EXTRAIT DU TEXTE>
★ ★ ★

Un souffle systolique irradiant sur les carotides donne le ton pour le diagnostic. L'ECG montre une hypertrophie du ventricule gauche avec une dépression diffuse du segment ST (strain). Pour administrer des bêta-bloquants (et des dérivés nitrés), mieux vaut attendre l'évaluation cardiologique en raison du risque d'hypotension réfractaire.

Il convient de mentionner que des troubles diffus de la repolarisation peuvent également survenir dans deux autres causes d'angor d'effort, à savoir la sténose du tronc commun et la sténose tritronculaire.

· Intoxication à la cocaïne. Ici aussi, une dépression diffuse du segment ST peut être observée sur l'ECG. Le mécanisme est l'effet prononcé de la cocaïne en tant que sympathomimétique indirect, avec une augmentation de la pression artérielle, de la fréquence cardiaque et de la contractilité du myocarde. En même temps, la cocaïne provoque une constriction des artères coronaires, ce qui entraîne un manque d'oxygène pour le myocarde. Souvent, la présentation clinique offre un indice (patient agité).

★ ★ ★

Rédigez la suite de l'extrait sur les dépressions du segment ST à l'ECG, en reprenant immédiatement après sa dernière phrase.

★ ★ ★

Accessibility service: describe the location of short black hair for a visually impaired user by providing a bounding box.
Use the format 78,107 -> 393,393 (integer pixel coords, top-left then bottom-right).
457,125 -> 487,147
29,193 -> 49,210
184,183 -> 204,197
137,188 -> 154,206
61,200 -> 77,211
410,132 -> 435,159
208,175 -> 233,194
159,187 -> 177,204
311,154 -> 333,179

★ ★ ★

RÉPONSE ATTENDUE>
L'administration d'un bêta-bloquant dans ce cas est une erreur médicale. En effet, l'intoxication à la cocaïne entraîne une stimulation des récepteurs alpha et bêta. En administrant des bêtabloquants, l'effet sur les récepteurs alpha n'est plus compensé.

Le traitement de l'intoxication à la cocaïne consiste en l'administration de dérivés nitrés (pour lever le spasme coronarien), d'acide acétylsalicylique s'il n'y a pas de dissection aortique (pour inhiber la formation de thrombus) et de benzodiazépines, complétés par du diltiazem si nécessaire.

· Cardiomyopathie hypertrophique. Un ECG normal exclut cette affection presque avec certitude. Pour plus de détails, voir l'article Syncope.

· Myocardite. Il y a lieu de penser à la myocardite lorsqu'une personne à faible risque de cardiopathie ischémique présente une douleur thoracique persistante, généralement associée à une infection respiratoire/péricardite. L'élément d'exclusion est une valeur normale de troponine: l'absence d'élévation des troponines signifie qu'il n'y a pas de myocardite.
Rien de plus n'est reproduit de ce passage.